- **Directions for this task**: List each line of the listing below that contains the string "branch", copying every such line in full.

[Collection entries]

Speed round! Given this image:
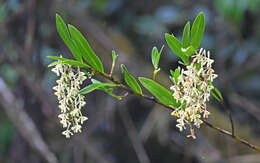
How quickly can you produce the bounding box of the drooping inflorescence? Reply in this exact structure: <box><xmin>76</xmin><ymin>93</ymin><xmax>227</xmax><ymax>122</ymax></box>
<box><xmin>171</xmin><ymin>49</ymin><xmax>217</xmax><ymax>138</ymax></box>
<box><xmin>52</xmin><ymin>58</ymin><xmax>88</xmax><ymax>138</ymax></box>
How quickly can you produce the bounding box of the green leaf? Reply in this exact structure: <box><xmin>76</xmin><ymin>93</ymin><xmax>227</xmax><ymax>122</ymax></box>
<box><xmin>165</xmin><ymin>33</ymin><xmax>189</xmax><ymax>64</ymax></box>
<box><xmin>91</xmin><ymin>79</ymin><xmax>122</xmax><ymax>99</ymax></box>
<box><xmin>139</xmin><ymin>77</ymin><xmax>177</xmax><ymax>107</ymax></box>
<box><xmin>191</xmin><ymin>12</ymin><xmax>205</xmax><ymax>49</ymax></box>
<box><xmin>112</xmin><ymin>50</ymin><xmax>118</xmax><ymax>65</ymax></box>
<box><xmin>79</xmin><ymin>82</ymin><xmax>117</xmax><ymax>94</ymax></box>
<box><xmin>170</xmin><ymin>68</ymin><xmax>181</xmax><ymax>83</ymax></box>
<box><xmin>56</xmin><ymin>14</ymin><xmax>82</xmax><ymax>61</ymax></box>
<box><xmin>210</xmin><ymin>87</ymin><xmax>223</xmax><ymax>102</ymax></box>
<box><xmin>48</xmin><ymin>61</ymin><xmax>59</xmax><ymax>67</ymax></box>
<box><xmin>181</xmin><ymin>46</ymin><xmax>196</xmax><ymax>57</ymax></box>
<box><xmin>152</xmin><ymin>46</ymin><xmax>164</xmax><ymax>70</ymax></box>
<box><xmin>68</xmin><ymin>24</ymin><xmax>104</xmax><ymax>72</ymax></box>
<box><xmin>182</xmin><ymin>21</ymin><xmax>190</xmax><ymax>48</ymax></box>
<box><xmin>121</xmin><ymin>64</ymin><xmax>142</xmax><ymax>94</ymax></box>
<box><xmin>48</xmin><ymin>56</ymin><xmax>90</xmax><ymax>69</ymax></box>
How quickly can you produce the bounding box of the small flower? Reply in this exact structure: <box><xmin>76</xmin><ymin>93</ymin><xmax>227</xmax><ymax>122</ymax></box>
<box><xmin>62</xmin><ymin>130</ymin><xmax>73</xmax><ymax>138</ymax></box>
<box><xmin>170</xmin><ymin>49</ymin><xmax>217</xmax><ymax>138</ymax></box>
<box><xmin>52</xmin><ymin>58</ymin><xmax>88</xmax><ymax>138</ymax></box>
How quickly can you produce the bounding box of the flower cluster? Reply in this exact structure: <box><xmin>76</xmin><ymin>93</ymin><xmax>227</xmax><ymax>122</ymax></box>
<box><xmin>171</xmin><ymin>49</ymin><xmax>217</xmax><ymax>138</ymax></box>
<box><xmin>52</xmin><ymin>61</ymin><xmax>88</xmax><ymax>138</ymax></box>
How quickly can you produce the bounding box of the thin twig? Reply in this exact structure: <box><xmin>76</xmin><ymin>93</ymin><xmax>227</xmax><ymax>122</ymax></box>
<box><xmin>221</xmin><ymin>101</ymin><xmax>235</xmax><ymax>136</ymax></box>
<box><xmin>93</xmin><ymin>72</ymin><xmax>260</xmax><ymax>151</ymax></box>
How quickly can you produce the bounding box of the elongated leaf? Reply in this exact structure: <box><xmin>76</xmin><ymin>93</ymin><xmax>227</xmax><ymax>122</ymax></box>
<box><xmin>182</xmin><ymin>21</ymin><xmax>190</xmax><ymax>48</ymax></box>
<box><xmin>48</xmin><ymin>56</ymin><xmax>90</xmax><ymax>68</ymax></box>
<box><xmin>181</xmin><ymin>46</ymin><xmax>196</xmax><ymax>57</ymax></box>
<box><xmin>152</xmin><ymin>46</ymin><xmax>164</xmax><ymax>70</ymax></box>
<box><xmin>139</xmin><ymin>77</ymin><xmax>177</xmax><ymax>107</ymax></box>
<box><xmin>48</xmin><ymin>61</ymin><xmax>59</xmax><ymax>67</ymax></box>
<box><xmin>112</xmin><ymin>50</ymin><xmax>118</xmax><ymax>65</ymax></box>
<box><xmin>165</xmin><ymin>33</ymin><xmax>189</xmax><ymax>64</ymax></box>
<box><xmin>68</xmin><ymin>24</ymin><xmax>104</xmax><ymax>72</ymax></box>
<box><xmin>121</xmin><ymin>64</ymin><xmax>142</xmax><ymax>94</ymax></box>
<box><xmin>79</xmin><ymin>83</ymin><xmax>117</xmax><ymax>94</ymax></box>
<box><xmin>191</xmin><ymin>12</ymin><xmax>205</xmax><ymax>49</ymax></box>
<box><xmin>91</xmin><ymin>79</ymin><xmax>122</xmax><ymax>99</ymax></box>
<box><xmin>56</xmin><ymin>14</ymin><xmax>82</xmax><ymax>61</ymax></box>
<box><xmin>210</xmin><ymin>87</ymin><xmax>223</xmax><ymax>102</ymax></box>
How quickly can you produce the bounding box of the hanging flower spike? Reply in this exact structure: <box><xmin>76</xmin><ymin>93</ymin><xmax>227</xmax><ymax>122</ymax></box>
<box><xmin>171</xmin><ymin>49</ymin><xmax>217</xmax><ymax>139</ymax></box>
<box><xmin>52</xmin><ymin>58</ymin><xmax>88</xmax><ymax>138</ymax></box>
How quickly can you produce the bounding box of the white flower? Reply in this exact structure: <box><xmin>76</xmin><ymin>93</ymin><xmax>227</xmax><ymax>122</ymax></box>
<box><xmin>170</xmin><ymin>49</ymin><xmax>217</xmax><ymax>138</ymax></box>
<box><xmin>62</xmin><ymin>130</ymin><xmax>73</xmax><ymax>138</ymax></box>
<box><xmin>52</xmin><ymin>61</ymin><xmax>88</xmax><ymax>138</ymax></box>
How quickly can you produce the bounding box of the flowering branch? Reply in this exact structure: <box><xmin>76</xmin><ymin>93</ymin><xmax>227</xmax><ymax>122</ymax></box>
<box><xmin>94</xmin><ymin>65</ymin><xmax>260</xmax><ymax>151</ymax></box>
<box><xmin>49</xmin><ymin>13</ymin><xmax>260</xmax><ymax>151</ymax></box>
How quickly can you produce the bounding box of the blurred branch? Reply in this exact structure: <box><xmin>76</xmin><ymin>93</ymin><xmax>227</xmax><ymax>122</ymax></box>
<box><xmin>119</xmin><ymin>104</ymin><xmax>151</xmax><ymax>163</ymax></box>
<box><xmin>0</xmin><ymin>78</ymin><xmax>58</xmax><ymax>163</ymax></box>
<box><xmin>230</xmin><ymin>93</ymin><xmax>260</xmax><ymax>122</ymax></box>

- **Result**:
How quickly can you produce the bounding box of the flowering branch? Reply in this exact structure: <box><xmin>76</xmin><ymin>93</ymin><xmax>227</xmax><ymax>122</ymax></box>
How quickly can you produce the bounding box of the blurred branch? Reply in this exact structure: <box><xmin>76</xmin><ymin>93</ymin><xmax>227</xmax><ymax>122</ymax></box>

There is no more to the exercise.